_EXERCISE TEXT_
=====
- Location: Baghdad, Iraq
- Date: 18 April 2007 (UTC+3)
- Target: Sadriya, Sadr City, Karrada, al-Shurja
- Attack type: Car bombs
- Deaths: 198
- Injured: 251
- Perpetrators: Unknown
- Motive: Anti-Shi'ism

= 18 April 2007 Baghdad bombings =

2007 series of car bombings throughout Baghdad, Iraq

The 18 April 2007 Baghdad bombings were a series of attacks that occurred when five car bombs exploded across Baghdad, the capital city of Iraq, on 18 April 2007, killing nearly 200 people.

The attacks targeted mainly Shia locations and civilians. The Sadriya market had already been struck by a massive truck bombing on 3 February 2007 and was in the process of being rebuilt when the attack took place. The bombings were reminiscent of the level of violence before Operation Law and Order was implemented to secure the Iraqi capital in February 2007.

The attacks came as Iraqi Prime Minister Nouri al-Maliki said that Iraqi forces would assume control of the country's security by the end of the year, and they also came as officials from more than 60 countries attended a UN conference in Geneva on the plight of Iraqi refugees.

==Bombings==
The first attack occurred when a bomb detonated on a minibus in the Risafi neighborhood of Baghdad, killing four people and wounding six. A parked car in the Karrada neighborhood exploded afterward, killing 11 and wounding 13.

A suicide car bomber crashed his car into an Iraqi police checkpoint; the resulting explosion killed at least 41 people, including five Iraqi police officers, and wounded 76.
=====
_WORK INSTRUCTION A_
Write out the passage of the Baghdad bombings article between "The 18 April" and "nearly 200 people.", inclusive.
_WORK INSTRUCTION B_
According to the Baghdad bombings article, in which city was the UN conference on the plight of Iraqi refugees held?
Rely solely on the Baghdad bombings article.

(Items from a data source)
=====
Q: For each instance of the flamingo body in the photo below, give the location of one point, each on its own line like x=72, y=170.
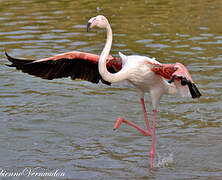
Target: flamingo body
x=146, y=74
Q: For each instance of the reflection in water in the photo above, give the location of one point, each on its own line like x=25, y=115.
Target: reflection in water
x=67, y=124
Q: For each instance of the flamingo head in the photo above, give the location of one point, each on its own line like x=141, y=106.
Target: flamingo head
x=99, y=21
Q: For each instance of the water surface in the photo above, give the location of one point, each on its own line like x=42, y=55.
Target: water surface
x=67, y=125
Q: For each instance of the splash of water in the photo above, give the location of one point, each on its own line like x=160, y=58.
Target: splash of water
x=163, y=160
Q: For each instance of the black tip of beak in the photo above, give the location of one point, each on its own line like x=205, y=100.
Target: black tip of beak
x=88, y=27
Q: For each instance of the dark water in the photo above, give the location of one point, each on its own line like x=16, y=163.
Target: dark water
x=67, y=125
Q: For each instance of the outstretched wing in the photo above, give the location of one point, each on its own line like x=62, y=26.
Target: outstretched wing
x=177, y=72
x=77, y=65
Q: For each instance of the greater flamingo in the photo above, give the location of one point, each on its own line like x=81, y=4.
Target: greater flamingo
x=146, y=74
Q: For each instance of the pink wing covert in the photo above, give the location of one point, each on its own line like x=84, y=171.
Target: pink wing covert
x=178, y=72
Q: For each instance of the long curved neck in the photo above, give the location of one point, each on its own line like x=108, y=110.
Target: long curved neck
x=106, y=75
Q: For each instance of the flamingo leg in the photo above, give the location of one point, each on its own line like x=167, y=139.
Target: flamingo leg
x=120, y=120
x=153, y=140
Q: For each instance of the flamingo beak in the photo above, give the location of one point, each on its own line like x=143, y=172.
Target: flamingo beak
x=88, y=26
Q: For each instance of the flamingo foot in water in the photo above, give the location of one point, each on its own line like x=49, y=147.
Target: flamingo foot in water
x=151, y=158
x=120, y=120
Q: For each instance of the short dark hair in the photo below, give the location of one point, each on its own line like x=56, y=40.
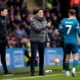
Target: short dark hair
x=2, y=8
x=72, y=11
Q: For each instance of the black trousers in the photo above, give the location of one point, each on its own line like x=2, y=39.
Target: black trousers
x=3, y=55
x=37, y=46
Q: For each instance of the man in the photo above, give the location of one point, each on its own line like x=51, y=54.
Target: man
x=69, y=28
x=3, y=42
x=38, y=35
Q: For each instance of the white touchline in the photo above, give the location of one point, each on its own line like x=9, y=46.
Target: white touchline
x=32, y=77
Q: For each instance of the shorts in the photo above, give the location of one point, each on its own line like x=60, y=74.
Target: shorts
x=70, y=48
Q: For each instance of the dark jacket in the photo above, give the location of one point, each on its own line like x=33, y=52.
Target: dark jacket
x=38, y=30
x=3, y=29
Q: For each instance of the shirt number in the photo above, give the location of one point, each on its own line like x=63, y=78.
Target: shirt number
x=69, y=28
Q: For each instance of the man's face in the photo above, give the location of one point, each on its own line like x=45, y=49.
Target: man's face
x=40, y=13
x=4, y=12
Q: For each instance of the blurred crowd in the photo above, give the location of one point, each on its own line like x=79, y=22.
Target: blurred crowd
x=19, y=26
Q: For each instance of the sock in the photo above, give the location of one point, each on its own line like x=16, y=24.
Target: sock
x=67, y=65
x=75, y=63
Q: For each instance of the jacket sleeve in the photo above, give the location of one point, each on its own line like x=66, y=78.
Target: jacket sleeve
x=38, y=27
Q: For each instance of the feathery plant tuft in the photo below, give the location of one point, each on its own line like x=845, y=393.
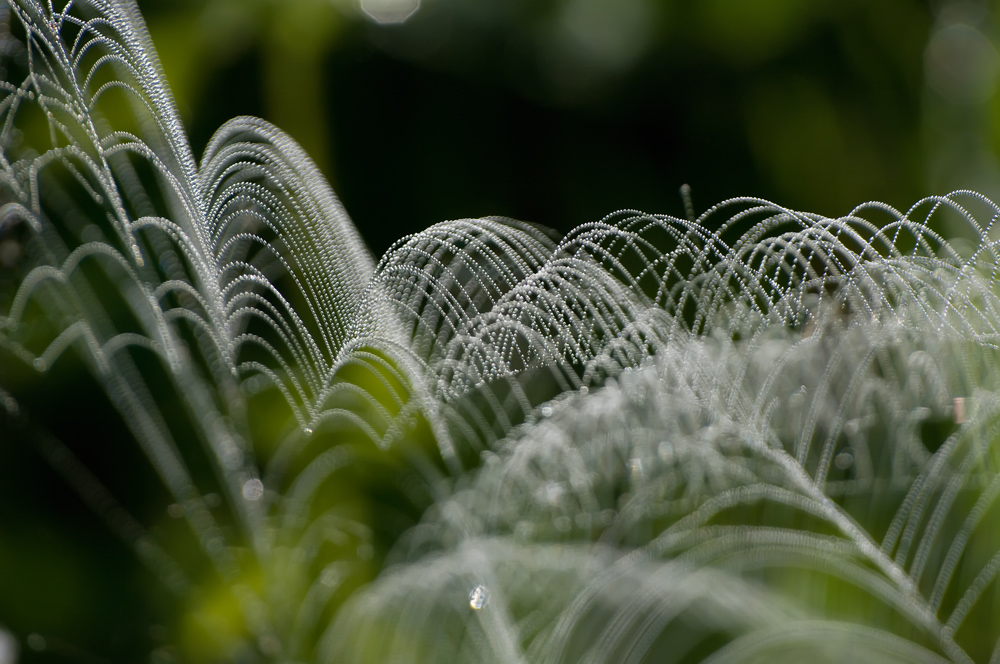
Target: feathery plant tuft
x=759, y=435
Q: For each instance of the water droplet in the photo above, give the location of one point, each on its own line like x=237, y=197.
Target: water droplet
x=253, y=489
x=479, y=597
x=36, y=641
x=635, y=468
x=8, y=647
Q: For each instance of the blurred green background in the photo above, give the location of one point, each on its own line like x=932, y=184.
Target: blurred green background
x=552, y=111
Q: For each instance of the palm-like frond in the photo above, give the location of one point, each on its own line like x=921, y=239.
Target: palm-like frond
x=740, y=437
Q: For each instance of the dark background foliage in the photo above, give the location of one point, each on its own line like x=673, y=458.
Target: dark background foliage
x=552, y=111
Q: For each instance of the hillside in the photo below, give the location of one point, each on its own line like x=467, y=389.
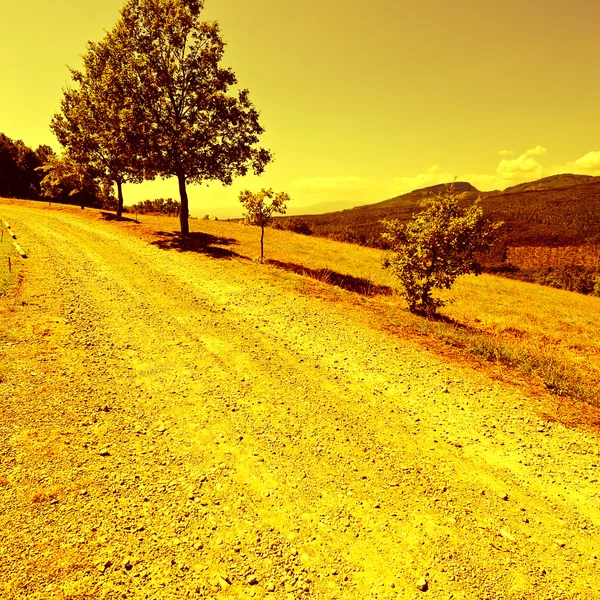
=====
_TASK SOLUTION A_
The 18 April 2007 Baghdad bombings were a series of attacks that occurred when five car bombs exploded across Baghdad, the capital city of Iraq, on 18 April 2007, killing nearly 200 people.

_TASK SOLUTION B_
Geneva